» PARTIES DE L'EXERCICE:
(1) Répondez à ces questions sur l'article consacré au procès du père de Kanata :
(a) Quel âge avait le fils en 2013 ?
(b) Comment s'appelle l'avocat de la défense ?
(c) Dans quel pays natal le père a-t-il souffert de la guerre ?
(2) Reprenez l'article consacré au procès du père de Kanata et prolongez-le à partir de sa dernière phrase.

» EXTRAIT:

● ● ● ●

Enfant martyr de Kanata: un père, deux personnalités

Louis-Denis Ebacher
Le Droit

 

Deux personnalités sont entrées en conflit dans l’esprit d’un père d’Ottawa accusé d’avoir torturé et affamé son fils de 11 ans en 2013. Selon le psychologue de l’accusé de 44 ans, un «policier» et un «musicien» ont poussé l’homme au masochisme, entraînant avec lui son fils dans des abysses «incestueux».

 

Le procès du policier suspendu de la Gendarmerie royale du Canada se poursuit cette semaine, alors que l’avocat de la défense, Me Robert Carew, tente d’établir que son client est non criminellement responsable.

 

Le père a souffert de la guerre dans son pays natal, le Liban, et a été victime d’abus sexuels dans sa jeunesse. Il a été agressé par des enseignants et vu des victimes agresser d’autres jeunes par la suite. La défense veut appuyer un diagnostic de trouble de stress post-traumatique déjà fait par son psychologue.

● ● ● ●

» ENTRÉES DE DONNÉES:
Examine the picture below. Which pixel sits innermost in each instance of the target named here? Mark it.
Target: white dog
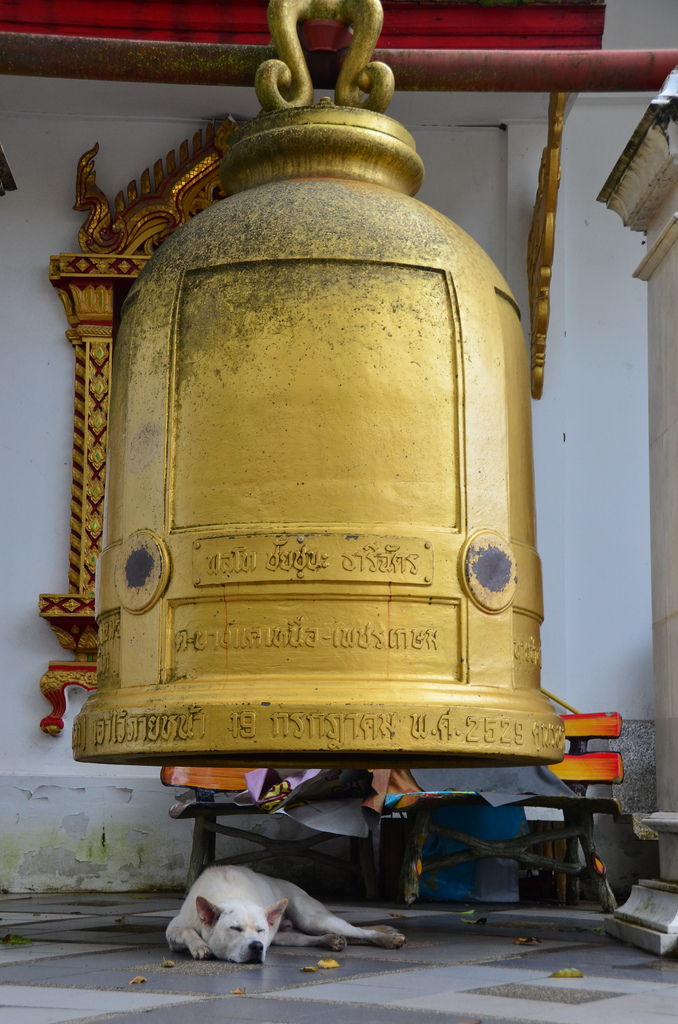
(235, 914)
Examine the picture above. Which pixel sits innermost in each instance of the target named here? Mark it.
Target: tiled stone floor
(84, 950)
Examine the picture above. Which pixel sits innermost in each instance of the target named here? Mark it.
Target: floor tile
(78, 998)
(46, 950)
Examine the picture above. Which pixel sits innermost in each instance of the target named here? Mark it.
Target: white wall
(592, 486)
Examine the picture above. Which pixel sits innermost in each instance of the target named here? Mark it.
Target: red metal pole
(431, 71)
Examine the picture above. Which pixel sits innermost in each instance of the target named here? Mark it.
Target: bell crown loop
(287, 82)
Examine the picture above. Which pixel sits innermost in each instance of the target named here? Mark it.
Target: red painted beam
(437, 25)
(431, 71)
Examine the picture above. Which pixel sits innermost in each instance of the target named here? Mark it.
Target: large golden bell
(320, 539)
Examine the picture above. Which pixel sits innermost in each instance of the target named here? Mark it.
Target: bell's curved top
(350, 138)
(287, 83)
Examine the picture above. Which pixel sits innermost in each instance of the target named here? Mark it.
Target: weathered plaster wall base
(97, 835)
(62, 834)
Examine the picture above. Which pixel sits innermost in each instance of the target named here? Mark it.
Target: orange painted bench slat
(602, 726)
(591, 768)
(223, 779)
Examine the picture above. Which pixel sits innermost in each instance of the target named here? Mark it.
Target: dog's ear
(208, 912)
(276, 910)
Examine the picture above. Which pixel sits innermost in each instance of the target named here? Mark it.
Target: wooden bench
(579, 770)
(212, 798)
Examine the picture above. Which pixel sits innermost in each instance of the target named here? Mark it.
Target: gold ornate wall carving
(91, 285)
(542, 242)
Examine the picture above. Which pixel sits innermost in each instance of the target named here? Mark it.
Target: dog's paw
(201, 952)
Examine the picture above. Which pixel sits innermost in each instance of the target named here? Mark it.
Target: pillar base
(649, 918)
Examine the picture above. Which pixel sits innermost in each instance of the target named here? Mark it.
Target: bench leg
(367, 867)
(412, 859)
(596, 868)
(202, 851)
(571, 857)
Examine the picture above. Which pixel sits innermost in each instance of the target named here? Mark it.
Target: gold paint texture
(321, 393)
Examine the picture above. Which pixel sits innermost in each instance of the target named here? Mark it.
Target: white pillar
(643, 189)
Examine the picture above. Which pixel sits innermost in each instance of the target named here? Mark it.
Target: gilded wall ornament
(542, 242)
(91, 285)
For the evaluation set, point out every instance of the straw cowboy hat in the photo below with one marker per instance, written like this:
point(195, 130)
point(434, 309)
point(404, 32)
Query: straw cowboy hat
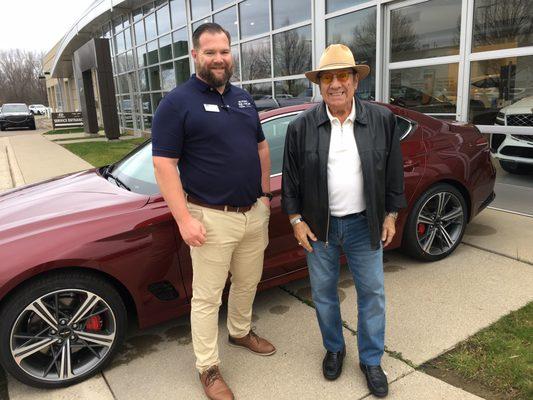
point(337, 56)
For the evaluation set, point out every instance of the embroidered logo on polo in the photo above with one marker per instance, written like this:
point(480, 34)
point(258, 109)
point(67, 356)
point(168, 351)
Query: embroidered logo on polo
point(244, 104)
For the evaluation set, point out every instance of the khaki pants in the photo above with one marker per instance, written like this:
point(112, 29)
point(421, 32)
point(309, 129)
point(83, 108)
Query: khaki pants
point(235, 242)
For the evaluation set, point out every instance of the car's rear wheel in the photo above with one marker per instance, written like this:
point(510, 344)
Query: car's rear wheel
point(515, 168)
point(436, 224)
point(61, 329)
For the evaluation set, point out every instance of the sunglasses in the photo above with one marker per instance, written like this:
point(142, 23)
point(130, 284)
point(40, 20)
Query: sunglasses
point(327, 77)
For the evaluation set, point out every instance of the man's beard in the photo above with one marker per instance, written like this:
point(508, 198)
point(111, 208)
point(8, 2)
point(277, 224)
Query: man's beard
point(207, 75)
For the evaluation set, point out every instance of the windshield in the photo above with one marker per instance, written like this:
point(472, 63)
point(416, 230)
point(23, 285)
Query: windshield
point(137, 171)
point(14, 108)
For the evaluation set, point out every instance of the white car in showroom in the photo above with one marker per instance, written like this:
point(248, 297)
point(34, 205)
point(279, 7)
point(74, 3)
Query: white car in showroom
point(515, 151)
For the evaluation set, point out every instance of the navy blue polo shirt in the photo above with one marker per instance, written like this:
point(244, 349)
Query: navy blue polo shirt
point(215, 138)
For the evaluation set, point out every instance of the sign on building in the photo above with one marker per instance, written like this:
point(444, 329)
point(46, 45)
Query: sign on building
point(67, 120)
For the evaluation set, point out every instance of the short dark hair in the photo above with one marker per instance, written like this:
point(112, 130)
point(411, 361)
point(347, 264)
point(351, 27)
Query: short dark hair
point(210, 27)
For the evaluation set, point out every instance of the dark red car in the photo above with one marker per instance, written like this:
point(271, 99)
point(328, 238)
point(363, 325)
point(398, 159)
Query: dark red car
point(80, 253)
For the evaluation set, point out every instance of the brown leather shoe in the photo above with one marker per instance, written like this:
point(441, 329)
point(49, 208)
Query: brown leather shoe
point(214, 386)
point(254, 343)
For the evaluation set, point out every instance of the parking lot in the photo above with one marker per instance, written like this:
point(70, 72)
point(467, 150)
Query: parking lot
point(430, 308)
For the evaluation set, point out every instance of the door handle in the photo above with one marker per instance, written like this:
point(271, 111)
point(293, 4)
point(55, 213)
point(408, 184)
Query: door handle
point(410, 165)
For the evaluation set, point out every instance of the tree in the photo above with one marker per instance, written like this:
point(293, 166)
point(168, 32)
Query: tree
point(19, 77)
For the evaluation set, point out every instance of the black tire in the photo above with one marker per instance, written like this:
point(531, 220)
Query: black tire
point(428, 236)
point(73, 353)
point(515, 168)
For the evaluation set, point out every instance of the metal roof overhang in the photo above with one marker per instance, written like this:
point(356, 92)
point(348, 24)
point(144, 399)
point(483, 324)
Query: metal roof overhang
point(86, 27)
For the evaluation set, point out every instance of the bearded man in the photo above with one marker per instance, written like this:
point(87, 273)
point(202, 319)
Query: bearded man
point(220, 198)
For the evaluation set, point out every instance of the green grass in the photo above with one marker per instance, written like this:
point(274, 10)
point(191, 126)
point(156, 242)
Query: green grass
point(65, 130)
point(103, 153)
point(500, 357)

● ● ● ●

» RÉPONSES DE L'EXERCICE:
(1)
(a) 11 ans.
(b) Me Robert Carew.
(c) Le Liban.

(2)
 

Le père a entre autres filmé une scène de torture où il tente d’expier les péchés «sataniques» de son fils, qu’il avait dénudé et attaché dans le sous-sol familial.

 

Le psychologue, qu’on ne peut identifier en vertu d’une ordonnance de non-publication, a traité le père et témoigné jeudi.

 

«Le stress post-traumatique entraîne une situation où le masochisme prédomine», explique le psychologue. D’un côté, le «musicien» en lui était hypersensible à son environnement; de l’autre, la personnalité «policier» tentait d’empêcher cette hypersensibilité.

 

«Les deux personnalités ont des perceptions discordantes de la réalité, a expliqué le psychologue. Le musicien au caractère masochiste, en raison des agressions subies dans son passé, a tendance à grossir l’effet stimulant. […] Sa perception de la réalité passe par l’hyperstimulation du danger, du risque et de la séduction.»

 

Le père, faut-il le rappeler, était choqué par les «comportements sexuels» de son fils, qui avait montré de l’affection pour une fille. Le père pouvait percevoir un sourire comme une agression sexuelle, selon ce qui a été entendu pendant le procès.

 

«Puis, la personnalité “policier” est biaisée dans l’autre sens, poursuit le spécialiste. Il veut empêcher la stimulation qui arrive au musicien. Il a tendance à écarter et à assurer un certain isolement à la personnalité du musicien.»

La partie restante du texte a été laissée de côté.